::: RECORDS PROVIDED

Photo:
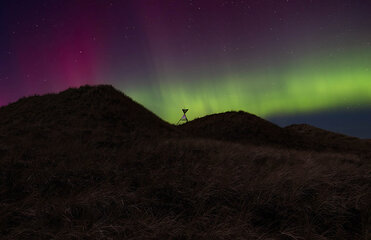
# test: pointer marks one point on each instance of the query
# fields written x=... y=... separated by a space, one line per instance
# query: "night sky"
x=289 y=61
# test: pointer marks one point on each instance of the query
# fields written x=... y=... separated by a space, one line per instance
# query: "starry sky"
x=289 y=61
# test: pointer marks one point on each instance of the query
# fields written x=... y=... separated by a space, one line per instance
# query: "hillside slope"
x=243 y=127
x=90 y=163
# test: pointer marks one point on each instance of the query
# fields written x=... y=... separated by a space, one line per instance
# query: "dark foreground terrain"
x=90 y=163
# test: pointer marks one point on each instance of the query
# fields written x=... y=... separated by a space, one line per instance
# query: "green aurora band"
x=317 y=83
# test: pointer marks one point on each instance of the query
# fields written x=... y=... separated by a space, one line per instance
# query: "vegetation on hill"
x=90 y=163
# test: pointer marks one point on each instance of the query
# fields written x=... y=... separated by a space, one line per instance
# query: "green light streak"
x=311 y=85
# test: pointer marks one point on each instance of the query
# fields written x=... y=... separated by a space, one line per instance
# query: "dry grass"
x=56 y=182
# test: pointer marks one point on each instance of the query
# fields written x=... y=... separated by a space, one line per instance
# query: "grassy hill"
x=90 y=163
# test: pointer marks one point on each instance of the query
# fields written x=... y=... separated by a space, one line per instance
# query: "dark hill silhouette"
x=237 y=127
x=330 y=140
x=90 y=163
x=86 y=114
x=244 y=127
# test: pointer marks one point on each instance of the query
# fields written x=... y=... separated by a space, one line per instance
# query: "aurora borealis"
x=271 y=58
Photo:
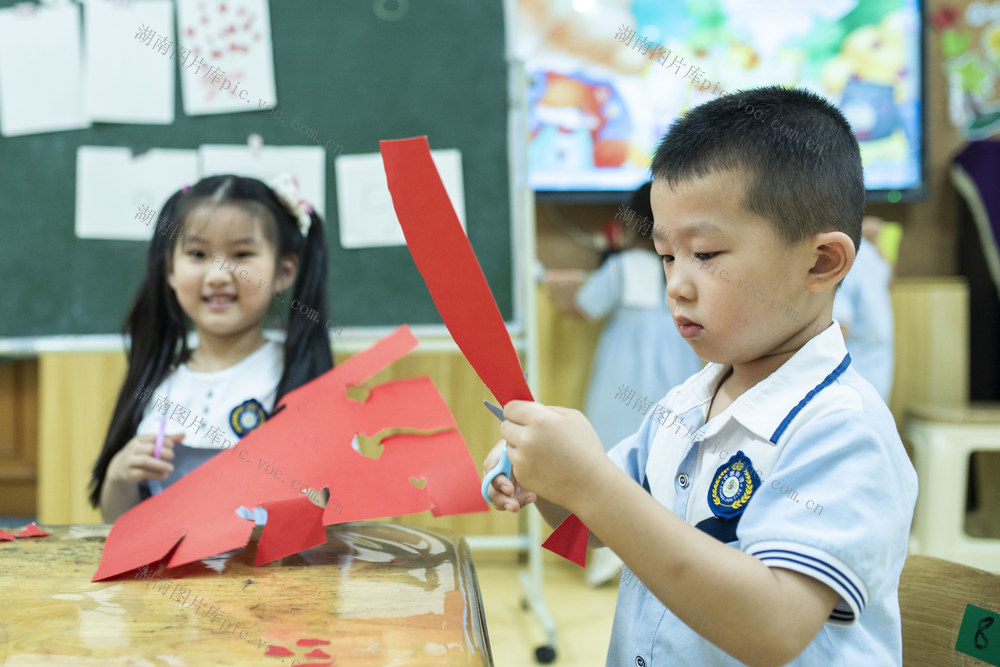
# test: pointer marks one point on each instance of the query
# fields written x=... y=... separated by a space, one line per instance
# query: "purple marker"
x=158 y=449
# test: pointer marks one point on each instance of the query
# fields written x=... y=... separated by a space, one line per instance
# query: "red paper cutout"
x=308 y=441
x=317 y=653
x=569 y=540
x=442 y=253
x=32 y=530
x=311 y=642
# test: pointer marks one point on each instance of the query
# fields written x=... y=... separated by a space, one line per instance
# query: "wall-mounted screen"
x=608 y=77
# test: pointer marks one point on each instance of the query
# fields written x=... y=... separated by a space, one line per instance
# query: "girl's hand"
x=504 y=492
x=554 y=451
x=135 y=461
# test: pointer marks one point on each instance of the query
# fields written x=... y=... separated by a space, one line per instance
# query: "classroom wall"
x=930 y=226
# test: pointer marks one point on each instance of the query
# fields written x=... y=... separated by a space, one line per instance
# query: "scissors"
x=502 y=466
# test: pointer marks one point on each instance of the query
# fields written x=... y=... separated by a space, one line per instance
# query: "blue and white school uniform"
x=640 y=349
x=862 y=304
x=213 y=409
x=804 y=471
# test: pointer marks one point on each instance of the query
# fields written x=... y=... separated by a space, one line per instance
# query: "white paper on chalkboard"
x=306 y=163
x=129 y=69
x=41 y=86
x=226 y=60
x=366 y=216
x=119 y=196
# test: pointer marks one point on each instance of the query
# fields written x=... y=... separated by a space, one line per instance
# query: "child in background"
x=639 y=348
x=222 y=251
x=864 y=310
x=724 y=565
x=640 y=355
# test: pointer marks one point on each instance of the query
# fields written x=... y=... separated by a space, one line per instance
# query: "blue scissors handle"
x=502 y=466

::::::

Select every line of the records that contains the word "aurora", and copy each one.

# query: "green aurora band"
# query: "aurora borealis"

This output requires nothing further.